Dataset entries:
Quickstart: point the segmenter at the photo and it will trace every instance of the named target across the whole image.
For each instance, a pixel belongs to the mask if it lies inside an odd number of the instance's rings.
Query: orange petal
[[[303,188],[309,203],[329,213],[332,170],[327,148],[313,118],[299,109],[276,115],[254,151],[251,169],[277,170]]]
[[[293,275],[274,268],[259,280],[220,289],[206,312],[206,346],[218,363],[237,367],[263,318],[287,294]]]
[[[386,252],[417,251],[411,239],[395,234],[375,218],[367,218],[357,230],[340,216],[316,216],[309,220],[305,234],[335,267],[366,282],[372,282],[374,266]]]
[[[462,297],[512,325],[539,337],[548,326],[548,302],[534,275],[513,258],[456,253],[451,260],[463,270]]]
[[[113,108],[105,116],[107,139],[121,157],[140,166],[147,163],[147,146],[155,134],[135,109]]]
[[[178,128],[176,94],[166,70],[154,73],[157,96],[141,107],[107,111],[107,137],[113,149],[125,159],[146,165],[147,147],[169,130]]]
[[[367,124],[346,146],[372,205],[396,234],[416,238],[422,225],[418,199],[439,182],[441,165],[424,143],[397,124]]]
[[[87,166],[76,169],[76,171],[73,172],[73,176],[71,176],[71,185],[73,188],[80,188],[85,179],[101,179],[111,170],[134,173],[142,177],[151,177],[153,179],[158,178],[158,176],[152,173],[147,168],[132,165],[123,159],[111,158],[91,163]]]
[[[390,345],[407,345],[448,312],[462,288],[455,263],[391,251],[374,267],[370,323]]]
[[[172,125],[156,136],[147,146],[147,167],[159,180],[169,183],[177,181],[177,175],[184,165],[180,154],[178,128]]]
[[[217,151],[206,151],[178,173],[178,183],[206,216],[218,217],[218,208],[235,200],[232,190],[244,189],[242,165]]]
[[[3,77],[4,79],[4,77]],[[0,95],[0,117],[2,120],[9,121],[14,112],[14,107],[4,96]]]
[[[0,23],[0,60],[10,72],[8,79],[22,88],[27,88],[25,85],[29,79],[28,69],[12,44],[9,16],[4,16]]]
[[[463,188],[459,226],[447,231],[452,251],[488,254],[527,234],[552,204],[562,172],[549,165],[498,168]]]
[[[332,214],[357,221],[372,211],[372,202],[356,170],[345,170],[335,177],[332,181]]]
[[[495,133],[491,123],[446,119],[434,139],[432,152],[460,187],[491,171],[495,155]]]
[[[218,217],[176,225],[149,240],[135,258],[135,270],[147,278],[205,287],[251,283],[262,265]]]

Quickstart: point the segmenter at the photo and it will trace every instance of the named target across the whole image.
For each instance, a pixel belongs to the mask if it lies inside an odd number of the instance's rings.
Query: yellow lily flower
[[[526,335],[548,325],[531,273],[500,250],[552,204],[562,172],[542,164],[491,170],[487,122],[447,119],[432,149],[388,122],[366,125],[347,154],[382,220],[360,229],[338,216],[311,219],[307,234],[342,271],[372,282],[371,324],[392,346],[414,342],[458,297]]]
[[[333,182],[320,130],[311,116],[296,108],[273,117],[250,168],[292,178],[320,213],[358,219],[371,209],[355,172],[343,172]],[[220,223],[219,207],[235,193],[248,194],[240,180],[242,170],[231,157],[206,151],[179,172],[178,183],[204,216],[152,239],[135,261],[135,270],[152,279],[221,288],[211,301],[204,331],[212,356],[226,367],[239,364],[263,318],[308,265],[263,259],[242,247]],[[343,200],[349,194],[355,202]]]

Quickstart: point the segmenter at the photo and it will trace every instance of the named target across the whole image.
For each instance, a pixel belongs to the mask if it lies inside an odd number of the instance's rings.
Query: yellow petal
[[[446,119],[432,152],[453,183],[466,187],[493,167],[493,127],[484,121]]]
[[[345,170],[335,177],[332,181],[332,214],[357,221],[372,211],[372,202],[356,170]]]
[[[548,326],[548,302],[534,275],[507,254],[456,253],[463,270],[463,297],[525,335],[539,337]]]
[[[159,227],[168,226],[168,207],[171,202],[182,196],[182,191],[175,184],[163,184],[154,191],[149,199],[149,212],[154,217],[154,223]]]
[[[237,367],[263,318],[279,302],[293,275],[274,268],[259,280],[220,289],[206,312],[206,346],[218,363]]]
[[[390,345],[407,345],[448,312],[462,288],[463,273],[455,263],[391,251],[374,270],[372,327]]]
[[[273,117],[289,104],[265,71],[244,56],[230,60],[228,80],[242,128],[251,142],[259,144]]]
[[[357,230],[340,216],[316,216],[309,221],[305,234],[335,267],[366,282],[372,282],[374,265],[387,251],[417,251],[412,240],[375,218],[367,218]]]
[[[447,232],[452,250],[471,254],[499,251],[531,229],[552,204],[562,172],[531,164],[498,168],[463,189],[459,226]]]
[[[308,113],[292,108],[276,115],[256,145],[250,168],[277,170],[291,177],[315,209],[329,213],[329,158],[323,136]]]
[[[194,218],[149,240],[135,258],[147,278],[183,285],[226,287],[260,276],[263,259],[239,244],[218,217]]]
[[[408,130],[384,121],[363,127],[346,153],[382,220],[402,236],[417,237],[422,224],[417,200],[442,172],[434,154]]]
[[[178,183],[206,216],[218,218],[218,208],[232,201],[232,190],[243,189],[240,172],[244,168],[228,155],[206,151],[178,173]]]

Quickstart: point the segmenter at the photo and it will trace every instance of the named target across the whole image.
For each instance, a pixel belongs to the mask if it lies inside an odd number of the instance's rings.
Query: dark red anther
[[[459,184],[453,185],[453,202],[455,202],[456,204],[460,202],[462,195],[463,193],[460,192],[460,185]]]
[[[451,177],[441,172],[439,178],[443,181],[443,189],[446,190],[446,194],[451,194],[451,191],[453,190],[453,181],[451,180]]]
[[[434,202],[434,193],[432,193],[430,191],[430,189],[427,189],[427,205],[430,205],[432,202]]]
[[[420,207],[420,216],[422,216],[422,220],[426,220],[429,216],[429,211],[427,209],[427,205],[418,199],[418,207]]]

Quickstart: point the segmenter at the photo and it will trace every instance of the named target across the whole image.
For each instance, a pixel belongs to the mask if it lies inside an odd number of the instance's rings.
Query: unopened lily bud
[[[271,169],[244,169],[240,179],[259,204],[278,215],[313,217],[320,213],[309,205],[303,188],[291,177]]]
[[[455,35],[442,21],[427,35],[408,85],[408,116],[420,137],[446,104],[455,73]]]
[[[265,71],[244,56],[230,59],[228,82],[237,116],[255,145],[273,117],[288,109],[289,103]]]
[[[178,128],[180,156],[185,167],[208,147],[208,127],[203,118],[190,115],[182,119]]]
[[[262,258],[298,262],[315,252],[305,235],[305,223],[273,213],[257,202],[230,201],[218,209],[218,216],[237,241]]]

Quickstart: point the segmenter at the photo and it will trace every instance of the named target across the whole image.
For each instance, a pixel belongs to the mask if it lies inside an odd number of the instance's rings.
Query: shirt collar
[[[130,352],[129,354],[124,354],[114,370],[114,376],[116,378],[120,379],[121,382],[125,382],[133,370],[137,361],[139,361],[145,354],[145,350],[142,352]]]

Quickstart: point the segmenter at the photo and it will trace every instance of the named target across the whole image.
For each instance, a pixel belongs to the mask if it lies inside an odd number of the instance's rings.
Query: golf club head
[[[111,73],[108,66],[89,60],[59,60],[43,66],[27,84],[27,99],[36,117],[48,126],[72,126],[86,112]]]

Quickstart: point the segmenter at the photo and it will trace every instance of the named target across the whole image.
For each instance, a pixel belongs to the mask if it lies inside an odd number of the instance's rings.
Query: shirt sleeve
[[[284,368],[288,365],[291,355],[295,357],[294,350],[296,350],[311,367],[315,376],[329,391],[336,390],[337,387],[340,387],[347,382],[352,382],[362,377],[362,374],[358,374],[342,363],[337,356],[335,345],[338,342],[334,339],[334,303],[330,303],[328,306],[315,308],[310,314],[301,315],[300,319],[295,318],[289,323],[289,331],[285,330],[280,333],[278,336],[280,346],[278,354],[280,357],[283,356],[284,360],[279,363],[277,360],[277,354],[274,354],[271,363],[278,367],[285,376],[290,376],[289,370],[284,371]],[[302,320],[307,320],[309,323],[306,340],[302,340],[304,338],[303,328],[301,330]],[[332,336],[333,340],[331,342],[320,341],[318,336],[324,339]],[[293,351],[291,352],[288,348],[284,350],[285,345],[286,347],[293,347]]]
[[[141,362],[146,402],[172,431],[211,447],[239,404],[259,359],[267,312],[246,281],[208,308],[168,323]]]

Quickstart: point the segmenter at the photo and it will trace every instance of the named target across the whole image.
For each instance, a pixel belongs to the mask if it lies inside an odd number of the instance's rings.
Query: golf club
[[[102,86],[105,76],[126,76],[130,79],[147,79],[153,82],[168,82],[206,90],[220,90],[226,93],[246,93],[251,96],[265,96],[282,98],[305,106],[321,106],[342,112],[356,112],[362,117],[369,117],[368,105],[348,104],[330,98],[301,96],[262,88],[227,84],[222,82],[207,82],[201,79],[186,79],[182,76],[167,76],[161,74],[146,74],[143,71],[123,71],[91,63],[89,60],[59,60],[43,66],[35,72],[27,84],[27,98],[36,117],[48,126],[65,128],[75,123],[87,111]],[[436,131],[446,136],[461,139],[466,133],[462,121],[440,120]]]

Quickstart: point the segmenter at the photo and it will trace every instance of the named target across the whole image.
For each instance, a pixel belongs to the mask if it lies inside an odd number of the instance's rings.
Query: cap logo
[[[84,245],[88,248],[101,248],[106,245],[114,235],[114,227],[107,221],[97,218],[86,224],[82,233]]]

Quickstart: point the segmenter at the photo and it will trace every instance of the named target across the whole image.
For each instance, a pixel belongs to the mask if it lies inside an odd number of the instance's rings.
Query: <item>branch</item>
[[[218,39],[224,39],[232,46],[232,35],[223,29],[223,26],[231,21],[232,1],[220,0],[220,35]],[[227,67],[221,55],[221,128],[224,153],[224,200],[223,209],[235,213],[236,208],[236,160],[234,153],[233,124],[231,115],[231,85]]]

Task:
Find each line in the rows above that contains the string "shirt" and copy those lines.

Solved exercise:
Query: shirt collar
Query: shirt sleeve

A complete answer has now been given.